Texto de lectura:

------------------------

Hace una semana fui a tomarme una muestra de sangre. La endocrinóloga debe revisar mis niveles de testosterona y de estradiol para ver cómo va el cambio. Al llegar al laboratorio, la mujer que me atendió en el box de pagos me solicitó mi carnet de identidad. Miró mi nombre. Luego vio mis ojos maquillados. El resto de mi rostro estaba cubierto por una mascarilla. Antes de levantarme de la silla le pregunté si en esta clínica existía el uso del nombre social. Me dijo que iría a preguntar. Se demoró menos de un minuto, cuando la vi salir de una puerta para pararse a mi lado. Casi susurrando me dijo: se necesita una serie de documentos para hacer el cambio, pero no se preocupe, no la van a llamar por el altoparlante, yo le indicaré adónde ir. Fue un hermoso gesto. Ella entendió que el carnet de identidad no porta, necesariamente, mi proceso de vida. Ahí solo se constata un hecho que nunca había sido cuestionado.
***
Desde hace unos meses he dejado de llamarme a mí misma con el nombre que me pusieron mis padres. Y, desde hace un tiempo, he dejado el pronombre masculino para hablar de ella. Yo soy ella. Cuando declaré mi identidad trans a mis amigxs y cercanxs no sabía muy bien cómo era el camino a seguir. Transicionar de un género a otro no es sencillo y tampoco es lineal. No hay algo que venga primero. No hay pasos a seguir. Te los vas inventando en la medida que vas dándole un sentido. Yo no sabía nada del asunto. No sabía, ni siquiera, que ésta era una opción de vida para mi vida. Fue como la invitación a un juego nuevo: dentro de este espacio tendría otro nombre y me convertiría en otro personaje distinto al de la rutina establecida hasta ahora. Me invité a jugar a mí misma. Y una vez creadas las reglas del juego —que nunca terminan de construirse—, fui invitando a lxs demás a jugar conmigo. Todos moviéndonos de lugar para encontrar un puesto. Aún no estoy segura de haber encontrado el mío. El camino se irá armando con el tiempo. Como el sentido. Espero.
Tengo muy en claro que no existe una sola manera de transicionar. Eso lo aprendí leyendo y conversando con quienes sabían del asunto. No es obligatoria la hormonización, la cirugía, el maquillaje, el vestido. Todas son opciones válidas. Pero sí creo que el nombre es uno de los pasos más decisivos en una persona trans. Y, aunque no lo parezca, es lo más visible, es lo que da cuenta del quiebre identitario construido hasta ese momento. Nombrarse a unx mismx es un acto de creación propio. Eliges tu lugar en el mundo.

------------------------

Material proporcionado:
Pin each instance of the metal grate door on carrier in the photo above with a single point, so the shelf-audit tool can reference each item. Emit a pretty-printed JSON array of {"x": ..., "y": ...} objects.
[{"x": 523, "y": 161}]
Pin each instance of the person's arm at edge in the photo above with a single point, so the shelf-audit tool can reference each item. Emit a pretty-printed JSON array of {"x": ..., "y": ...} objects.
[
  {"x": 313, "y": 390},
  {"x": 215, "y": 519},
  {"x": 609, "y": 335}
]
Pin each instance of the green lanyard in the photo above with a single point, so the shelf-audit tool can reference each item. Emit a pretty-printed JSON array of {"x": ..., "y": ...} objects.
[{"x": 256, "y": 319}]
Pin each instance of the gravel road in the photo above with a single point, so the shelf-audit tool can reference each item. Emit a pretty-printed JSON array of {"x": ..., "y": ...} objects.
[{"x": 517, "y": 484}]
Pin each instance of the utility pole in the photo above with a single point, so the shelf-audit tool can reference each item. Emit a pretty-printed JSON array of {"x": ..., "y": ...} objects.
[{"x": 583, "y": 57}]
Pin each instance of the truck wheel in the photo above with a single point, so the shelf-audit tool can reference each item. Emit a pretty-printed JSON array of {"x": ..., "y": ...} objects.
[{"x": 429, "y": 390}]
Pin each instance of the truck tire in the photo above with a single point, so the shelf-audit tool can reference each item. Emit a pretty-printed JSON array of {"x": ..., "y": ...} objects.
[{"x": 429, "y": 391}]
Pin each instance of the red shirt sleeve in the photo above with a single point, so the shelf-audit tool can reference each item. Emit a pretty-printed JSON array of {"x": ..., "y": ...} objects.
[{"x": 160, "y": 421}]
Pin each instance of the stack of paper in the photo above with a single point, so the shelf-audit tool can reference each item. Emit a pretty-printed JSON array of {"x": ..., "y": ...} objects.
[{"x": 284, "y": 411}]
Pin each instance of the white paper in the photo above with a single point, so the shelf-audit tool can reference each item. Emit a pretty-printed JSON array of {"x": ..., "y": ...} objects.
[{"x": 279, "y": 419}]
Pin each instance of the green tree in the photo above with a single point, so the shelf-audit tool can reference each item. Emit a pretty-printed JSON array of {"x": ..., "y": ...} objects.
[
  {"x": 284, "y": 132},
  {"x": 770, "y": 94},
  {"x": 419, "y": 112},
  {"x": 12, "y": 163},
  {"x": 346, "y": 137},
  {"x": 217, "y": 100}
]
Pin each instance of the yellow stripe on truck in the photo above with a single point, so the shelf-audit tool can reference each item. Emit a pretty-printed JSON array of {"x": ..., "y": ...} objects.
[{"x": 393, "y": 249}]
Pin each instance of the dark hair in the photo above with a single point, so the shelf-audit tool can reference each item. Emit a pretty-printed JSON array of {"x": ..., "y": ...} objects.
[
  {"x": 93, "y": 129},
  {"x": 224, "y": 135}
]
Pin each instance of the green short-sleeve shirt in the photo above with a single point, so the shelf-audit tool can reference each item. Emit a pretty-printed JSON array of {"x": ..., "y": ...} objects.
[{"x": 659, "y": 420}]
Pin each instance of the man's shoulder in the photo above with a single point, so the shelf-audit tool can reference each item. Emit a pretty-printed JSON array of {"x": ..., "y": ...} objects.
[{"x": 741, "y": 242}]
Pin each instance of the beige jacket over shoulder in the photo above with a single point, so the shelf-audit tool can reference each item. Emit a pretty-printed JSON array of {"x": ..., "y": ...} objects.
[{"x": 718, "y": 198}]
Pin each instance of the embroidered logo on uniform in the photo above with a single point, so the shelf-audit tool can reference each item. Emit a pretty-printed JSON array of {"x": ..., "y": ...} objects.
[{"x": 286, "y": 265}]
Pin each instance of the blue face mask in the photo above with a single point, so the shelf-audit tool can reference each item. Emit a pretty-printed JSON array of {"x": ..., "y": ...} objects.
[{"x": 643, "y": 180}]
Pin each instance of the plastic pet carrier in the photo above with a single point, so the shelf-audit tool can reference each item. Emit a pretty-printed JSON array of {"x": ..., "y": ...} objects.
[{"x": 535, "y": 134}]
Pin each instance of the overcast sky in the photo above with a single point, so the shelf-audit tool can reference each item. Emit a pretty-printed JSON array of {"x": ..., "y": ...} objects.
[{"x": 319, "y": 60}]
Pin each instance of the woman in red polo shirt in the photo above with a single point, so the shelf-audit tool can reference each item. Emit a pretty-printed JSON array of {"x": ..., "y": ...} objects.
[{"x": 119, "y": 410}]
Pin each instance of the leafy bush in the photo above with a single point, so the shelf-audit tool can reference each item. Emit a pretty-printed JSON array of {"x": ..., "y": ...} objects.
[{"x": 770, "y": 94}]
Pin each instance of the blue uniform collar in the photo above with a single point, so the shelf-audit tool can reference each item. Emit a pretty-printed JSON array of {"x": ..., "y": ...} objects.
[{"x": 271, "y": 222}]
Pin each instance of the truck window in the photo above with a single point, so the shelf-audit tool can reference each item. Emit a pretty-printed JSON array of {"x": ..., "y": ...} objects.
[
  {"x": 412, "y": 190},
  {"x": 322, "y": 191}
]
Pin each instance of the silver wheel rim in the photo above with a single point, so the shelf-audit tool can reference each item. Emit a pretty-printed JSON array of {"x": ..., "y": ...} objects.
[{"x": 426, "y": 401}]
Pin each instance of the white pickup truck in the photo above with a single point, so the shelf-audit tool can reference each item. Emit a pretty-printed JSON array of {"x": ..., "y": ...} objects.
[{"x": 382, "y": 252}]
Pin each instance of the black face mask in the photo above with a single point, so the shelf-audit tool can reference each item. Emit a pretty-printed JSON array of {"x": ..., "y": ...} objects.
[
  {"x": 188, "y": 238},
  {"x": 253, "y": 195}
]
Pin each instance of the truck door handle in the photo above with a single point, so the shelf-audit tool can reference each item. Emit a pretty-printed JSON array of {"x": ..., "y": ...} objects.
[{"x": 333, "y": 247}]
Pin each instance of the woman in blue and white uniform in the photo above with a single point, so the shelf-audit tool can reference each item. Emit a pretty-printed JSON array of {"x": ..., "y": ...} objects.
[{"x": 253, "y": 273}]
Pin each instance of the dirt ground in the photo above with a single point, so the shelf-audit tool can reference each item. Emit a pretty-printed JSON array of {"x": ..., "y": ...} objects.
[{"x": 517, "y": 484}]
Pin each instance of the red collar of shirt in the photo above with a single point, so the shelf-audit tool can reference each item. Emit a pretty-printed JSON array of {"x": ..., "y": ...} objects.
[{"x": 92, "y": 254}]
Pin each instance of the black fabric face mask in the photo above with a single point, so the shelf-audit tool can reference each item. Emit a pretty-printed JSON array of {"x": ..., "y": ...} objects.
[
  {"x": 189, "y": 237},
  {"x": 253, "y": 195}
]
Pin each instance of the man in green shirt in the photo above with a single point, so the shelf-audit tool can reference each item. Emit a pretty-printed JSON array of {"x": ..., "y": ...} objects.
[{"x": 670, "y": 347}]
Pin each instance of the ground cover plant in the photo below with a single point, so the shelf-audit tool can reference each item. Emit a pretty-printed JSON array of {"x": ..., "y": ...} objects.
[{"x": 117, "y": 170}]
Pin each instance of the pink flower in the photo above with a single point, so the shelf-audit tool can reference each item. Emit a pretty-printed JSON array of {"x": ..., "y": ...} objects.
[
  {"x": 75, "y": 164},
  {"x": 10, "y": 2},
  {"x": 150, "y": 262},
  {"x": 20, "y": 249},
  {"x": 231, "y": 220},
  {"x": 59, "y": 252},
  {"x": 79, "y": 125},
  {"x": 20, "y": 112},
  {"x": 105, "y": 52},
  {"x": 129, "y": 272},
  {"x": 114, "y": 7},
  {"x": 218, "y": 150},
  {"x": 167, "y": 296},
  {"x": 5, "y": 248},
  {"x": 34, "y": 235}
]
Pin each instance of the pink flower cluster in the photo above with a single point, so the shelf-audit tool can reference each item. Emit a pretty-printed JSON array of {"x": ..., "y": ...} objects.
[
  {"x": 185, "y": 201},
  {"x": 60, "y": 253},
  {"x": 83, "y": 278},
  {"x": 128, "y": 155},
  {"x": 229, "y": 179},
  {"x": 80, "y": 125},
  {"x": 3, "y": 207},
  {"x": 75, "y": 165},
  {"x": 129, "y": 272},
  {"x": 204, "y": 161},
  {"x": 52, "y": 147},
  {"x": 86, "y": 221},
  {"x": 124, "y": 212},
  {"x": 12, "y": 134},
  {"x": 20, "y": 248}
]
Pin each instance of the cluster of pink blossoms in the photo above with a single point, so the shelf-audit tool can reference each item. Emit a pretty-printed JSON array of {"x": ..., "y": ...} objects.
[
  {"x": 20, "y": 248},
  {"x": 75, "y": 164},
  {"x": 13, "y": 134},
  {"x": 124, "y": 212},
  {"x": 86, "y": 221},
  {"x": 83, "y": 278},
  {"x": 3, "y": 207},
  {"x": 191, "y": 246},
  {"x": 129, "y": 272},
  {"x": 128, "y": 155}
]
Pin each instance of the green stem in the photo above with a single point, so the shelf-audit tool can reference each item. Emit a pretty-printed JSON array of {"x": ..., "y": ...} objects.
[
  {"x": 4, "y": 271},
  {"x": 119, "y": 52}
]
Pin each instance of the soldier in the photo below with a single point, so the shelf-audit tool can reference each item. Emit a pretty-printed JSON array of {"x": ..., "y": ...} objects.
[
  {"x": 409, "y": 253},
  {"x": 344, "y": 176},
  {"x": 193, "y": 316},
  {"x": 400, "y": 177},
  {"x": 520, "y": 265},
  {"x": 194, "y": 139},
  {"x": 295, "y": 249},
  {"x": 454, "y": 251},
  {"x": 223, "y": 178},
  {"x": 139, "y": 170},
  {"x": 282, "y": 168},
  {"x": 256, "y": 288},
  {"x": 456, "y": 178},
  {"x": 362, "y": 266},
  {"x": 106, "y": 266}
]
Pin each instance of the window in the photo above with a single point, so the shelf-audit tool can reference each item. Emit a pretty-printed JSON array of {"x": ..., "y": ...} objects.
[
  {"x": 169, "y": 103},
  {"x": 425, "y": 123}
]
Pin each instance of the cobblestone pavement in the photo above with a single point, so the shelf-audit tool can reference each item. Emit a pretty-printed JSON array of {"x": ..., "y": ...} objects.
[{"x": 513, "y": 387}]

------------------------

Tareas del ejercicio:
A. Enumera las opciones de transición que el texto de lectura declara no obligatorias.
B. Según el texto de lectura, ¿qué niveles hormonales debe revisar la endocrinóloga?
C. Transcribe el fragmento del texto de lectura que comienza en "Tengo muy en" y termina en "en el mundo.".

Respuestas por tarea:
A. La hormonización, la cirugía, el maquillaje y el vestido.

B. Los niveles de testosterona y de estradiol.

C.
Tengo muy en claro que no existe una sola manera de transicionar. Eso lo aprendí leyendo y conversando con quienes sabían del asunto. No es obligatoria la hormonización, la cirugía, el maquillaje, el vestido. Todas son opciones válidas. Pero sí creo que el nombre es uno de los pasos más decisivos en una persona trans. Y, aunque no lo parezca, es lo más visible, es lo que da cuenta del quiebre identitario construido hasta ese momento. Nombrarse a unx mismx es un acto de creación propio. Eliges tu lugar en el mundo.